ЗАДАНИЯ:
(a) Ответьте на вопросы по статье о классике в школе, каждый ответ с новой строки:
(i) Что учителя литературы советуют школьникам смотреть?
(ii) В каком театре предлагается для начала смотреть Чехова?
(iii) Про что ученик пишет вечное сочинение?
(b) Процитируйте отрывок статьи о классике в школе, который открывается словами, содержащими «Оккультизм высокого порядка.», и заканчивается словами «написан роман .».

ИСХОДНЫЙ ТЕКСТ:
——————

Оккультизм высокого порядка. Тамара Ляленкова

2015, Радио Свобода

Не секрет, что сочинения классиков у многих школьников вызывают скуку, и учителя литературы советуют смотреть экранизацию в надежде, что сюжет подростка увлечет и он с жаром примется уже за текст. Или хотя бы получит представление, о чем, собственно, был написан роман .

Драматургам повезло больше – их пьесы можно посмотреть в театре, Чехова – для начала в МХАТе, Островского - в Малом театре, дух которого, отлитый в бронзу Александр Николаевич и олицетворяет. И это будет традиционное прочтение классики, которое, конечно, оставит в юной душе некоторые впечатления времени и событий, ни имеющие ничего общего с его собственной жизнью. После такого спектакля учитель смело может задавать традиционные вопросы, а ученик – писать вечное сочинение про «луч света в темном царстве».

——————

[Записанные данные]
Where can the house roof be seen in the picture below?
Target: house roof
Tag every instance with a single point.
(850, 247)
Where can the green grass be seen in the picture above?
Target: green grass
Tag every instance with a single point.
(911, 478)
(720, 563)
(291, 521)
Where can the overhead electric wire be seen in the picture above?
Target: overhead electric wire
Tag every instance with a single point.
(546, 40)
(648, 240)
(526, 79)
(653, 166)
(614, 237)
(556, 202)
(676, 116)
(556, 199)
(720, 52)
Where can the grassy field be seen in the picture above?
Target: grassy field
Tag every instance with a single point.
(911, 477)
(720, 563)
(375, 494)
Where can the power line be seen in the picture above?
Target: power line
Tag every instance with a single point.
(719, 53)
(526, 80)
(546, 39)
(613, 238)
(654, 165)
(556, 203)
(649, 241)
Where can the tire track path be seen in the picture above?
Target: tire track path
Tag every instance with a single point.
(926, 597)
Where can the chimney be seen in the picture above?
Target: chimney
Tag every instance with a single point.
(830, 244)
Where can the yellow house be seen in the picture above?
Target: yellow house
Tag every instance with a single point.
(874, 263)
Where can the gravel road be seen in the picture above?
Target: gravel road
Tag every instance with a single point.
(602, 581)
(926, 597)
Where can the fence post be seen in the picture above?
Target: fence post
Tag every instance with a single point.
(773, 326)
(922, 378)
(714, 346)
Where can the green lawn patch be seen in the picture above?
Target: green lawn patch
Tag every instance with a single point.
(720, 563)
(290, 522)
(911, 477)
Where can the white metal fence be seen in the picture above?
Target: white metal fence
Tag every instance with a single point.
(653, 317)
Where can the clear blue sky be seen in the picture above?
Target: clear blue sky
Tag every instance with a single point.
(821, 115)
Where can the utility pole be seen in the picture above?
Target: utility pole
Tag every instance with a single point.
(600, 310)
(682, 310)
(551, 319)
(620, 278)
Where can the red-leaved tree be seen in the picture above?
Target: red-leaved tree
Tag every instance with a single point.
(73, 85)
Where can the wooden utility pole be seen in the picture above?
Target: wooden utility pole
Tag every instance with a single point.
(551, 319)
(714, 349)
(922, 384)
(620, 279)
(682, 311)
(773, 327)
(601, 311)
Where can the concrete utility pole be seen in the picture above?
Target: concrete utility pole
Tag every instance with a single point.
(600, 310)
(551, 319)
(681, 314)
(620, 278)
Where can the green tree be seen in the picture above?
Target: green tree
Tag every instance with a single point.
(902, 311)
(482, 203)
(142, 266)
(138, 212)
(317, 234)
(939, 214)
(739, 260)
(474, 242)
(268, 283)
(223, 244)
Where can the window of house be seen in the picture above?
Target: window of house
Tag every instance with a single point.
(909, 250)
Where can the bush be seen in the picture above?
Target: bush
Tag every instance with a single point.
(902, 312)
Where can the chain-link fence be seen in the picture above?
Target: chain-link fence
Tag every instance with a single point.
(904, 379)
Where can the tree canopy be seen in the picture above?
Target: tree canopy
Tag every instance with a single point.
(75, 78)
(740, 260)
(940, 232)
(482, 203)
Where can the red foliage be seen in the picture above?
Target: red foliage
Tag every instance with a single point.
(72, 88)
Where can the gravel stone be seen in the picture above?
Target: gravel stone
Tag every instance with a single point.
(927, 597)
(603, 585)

——————

ОТВЕТЫ:
(a)
(i) Экранизацию.
(ii) Во МХАТе.
(iii) Про «луч света в темном царстве».

(b)
Оккультизм высокого порядка. Тамара Ляленкова

2015, Радио Свобода

Не секрет, что сочинения классиков у многих школьников вызывают скуку, и учителя литературы советуют смотреть экранизацию в надежде, что сюжет подростка увлечет и он с жаром примется уже за текст. Или хотя бы получит представление, о чем, собственно, был написан роман .